• _Written exercise_: Which lines of the material below contain the word "display"? Report every such line in full, copied word for word, and treat uppercase and lowercase as different.

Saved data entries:

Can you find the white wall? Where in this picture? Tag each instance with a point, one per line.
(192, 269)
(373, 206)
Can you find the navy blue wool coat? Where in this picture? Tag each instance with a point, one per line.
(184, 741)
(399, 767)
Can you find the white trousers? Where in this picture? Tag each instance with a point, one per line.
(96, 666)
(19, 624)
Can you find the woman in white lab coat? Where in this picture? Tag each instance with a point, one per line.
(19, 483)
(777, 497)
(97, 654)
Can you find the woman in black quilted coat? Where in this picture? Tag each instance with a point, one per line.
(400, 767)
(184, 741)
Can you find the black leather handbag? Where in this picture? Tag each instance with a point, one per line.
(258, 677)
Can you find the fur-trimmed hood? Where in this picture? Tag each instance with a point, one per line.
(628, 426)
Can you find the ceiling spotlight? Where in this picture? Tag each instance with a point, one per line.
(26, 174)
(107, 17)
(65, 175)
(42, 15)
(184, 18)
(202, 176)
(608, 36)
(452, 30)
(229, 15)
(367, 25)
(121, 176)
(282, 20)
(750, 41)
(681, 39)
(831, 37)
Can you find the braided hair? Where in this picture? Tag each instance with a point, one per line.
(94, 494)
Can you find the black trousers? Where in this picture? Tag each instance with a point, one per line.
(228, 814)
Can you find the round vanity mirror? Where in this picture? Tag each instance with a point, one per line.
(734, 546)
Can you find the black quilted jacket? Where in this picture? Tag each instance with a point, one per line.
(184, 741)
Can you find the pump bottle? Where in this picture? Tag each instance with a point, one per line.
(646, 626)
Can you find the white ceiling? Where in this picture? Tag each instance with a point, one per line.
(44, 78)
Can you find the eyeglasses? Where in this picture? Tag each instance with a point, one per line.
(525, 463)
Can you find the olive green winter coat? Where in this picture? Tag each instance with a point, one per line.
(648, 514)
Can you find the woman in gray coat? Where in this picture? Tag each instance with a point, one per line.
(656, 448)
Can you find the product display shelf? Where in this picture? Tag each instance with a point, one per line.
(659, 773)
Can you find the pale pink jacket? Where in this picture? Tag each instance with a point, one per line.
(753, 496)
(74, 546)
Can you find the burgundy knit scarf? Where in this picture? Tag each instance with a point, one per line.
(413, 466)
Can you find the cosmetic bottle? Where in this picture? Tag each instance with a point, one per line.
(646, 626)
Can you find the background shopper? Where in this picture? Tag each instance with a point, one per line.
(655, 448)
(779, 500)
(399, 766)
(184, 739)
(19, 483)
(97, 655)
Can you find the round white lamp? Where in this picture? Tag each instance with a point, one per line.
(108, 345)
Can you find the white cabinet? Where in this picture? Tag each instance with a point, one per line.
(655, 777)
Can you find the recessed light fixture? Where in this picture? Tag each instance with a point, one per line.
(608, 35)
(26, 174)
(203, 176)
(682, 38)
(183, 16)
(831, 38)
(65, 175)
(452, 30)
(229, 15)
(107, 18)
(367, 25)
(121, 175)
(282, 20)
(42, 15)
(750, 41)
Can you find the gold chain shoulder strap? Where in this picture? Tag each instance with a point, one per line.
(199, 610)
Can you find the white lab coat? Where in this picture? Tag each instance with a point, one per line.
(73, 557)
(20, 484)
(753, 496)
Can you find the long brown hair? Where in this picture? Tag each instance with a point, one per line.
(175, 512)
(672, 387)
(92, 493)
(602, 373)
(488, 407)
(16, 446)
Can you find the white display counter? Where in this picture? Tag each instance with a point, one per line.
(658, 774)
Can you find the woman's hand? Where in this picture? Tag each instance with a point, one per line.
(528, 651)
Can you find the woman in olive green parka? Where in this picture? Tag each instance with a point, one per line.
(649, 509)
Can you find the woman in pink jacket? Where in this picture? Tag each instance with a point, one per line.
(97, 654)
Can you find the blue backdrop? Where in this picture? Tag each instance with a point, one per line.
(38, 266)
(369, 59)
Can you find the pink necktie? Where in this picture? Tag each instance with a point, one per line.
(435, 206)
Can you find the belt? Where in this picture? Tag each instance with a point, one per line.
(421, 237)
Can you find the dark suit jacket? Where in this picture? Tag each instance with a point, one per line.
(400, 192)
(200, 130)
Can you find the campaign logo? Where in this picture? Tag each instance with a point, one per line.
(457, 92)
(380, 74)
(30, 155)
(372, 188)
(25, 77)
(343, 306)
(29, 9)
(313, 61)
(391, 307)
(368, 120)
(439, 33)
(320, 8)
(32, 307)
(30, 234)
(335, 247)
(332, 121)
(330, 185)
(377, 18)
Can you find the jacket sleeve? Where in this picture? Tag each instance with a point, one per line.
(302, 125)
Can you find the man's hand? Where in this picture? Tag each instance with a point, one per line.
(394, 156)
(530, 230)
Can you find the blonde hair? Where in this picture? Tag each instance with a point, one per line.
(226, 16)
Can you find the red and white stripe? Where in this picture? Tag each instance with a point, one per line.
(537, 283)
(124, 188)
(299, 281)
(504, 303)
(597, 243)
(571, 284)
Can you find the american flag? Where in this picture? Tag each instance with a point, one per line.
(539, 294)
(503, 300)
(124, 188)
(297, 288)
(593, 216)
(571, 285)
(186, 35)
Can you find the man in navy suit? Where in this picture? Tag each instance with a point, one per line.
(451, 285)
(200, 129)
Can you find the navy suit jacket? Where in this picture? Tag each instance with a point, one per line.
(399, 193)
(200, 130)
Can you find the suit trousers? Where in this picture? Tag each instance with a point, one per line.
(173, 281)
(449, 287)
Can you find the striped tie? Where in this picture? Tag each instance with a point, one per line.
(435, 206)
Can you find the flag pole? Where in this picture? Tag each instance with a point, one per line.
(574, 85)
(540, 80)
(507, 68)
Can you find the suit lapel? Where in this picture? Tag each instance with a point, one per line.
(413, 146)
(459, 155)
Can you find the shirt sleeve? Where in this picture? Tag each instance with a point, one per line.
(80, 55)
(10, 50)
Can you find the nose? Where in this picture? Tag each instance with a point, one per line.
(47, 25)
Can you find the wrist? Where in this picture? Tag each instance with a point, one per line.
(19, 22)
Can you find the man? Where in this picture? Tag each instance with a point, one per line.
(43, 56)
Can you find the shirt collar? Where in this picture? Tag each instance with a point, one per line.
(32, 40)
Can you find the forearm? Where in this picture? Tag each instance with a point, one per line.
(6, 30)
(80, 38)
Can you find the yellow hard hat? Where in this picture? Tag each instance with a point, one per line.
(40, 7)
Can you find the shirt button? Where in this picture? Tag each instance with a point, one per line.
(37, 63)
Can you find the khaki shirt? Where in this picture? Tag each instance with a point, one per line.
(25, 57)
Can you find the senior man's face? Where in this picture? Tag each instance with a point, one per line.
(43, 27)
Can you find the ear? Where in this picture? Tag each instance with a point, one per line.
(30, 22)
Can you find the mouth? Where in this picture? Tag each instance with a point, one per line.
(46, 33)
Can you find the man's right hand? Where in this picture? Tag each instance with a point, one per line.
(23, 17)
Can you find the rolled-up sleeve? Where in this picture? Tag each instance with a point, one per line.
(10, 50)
---
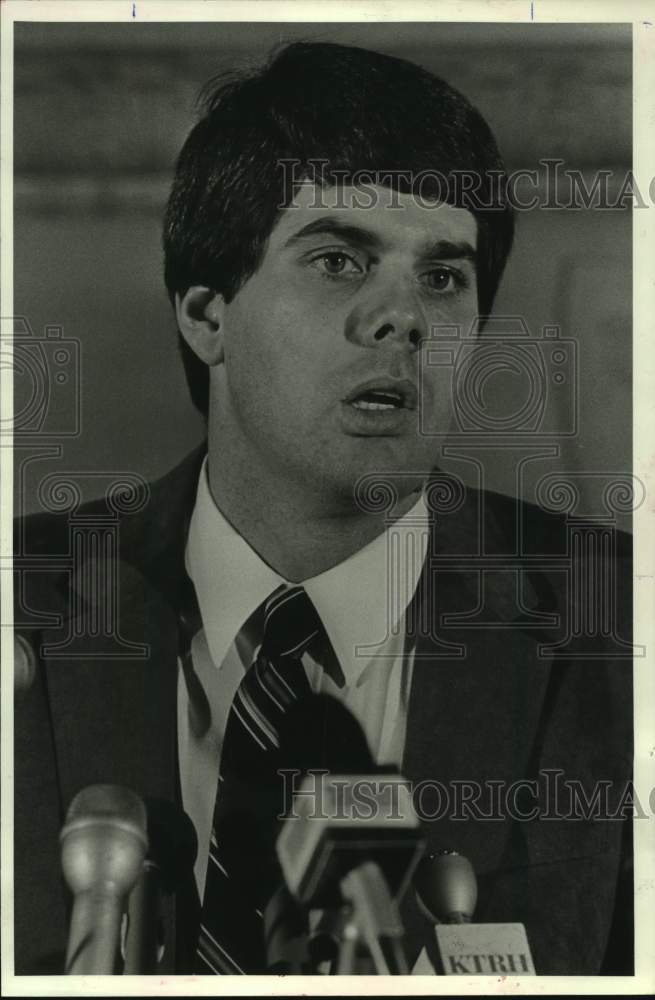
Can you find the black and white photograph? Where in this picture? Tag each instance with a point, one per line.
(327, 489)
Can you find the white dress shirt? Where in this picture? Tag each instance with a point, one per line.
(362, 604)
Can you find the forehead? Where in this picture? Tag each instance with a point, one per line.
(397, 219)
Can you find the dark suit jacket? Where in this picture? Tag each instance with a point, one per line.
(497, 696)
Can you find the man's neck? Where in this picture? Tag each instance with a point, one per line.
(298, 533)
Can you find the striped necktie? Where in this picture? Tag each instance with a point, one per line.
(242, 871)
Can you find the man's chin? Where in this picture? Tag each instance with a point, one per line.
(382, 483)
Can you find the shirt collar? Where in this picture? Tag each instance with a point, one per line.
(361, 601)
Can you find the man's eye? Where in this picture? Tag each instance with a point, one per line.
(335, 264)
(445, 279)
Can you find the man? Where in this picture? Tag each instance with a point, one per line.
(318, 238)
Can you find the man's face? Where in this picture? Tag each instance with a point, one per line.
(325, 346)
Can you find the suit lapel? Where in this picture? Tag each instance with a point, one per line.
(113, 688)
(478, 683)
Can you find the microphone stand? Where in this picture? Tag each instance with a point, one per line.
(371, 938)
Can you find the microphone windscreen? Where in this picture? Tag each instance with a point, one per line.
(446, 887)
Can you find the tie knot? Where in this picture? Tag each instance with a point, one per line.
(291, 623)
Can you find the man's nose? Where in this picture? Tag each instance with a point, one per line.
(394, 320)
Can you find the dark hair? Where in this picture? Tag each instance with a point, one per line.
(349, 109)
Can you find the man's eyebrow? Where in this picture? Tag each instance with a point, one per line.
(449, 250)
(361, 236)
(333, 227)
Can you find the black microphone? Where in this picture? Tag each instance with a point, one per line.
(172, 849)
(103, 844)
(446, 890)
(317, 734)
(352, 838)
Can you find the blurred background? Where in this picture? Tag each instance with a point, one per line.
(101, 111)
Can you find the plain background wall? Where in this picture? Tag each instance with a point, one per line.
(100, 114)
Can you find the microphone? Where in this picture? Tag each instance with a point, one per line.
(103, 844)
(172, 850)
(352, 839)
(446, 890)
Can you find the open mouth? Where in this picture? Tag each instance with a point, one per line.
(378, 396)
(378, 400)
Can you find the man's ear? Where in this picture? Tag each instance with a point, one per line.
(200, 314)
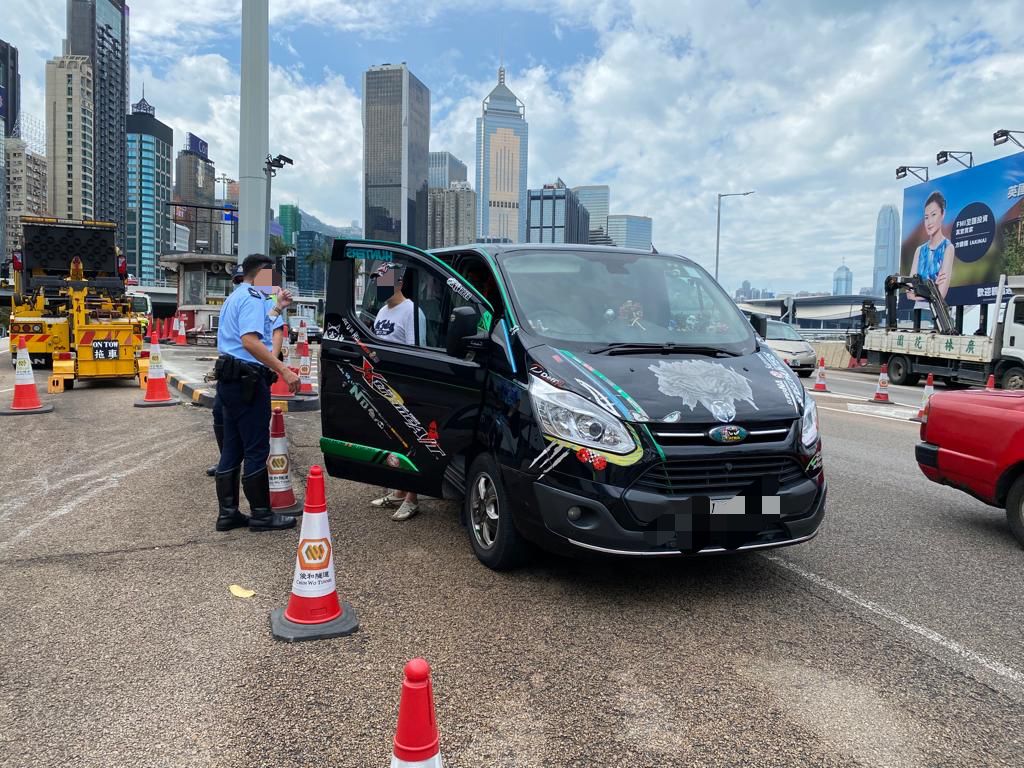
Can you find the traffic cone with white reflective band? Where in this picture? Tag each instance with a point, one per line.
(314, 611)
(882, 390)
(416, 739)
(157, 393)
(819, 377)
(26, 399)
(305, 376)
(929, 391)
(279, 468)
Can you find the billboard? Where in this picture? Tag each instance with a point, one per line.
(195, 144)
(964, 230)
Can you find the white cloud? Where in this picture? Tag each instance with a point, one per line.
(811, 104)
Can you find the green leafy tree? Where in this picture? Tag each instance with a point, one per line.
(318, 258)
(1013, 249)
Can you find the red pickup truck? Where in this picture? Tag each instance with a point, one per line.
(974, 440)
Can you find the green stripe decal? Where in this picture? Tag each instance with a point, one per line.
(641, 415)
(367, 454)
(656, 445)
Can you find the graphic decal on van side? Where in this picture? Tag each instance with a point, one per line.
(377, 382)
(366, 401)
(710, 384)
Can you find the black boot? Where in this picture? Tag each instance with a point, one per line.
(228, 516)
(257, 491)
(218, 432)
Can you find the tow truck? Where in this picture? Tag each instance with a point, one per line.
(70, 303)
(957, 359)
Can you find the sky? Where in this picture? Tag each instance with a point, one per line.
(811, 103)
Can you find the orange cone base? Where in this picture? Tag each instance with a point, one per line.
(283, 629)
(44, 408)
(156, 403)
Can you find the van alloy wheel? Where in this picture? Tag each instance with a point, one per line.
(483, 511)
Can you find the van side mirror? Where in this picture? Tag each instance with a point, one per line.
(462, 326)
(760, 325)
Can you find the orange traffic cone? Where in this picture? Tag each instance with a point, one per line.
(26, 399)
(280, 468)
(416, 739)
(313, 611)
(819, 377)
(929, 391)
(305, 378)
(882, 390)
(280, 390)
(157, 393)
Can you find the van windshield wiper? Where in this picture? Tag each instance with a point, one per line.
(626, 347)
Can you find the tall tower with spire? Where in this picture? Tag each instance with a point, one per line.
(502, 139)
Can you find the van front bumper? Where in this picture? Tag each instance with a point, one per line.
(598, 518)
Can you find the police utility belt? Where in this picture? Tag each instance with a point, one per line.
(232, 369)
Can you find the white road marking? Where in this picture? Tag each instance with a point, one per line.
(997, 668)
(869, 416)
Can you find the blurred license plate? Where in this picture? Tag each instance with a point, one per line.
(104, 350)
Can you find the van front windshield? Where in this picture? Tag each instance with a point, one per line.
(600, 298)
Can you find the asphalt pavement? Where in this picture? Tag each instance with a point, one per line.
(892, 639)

• _Answer to this exercise_:
Can you find the product display shelf? Where in this picture? Tag each instance with a point, one per line.
Can you find the white display counter? Where in this picture? Tag each instance with a point, one per line.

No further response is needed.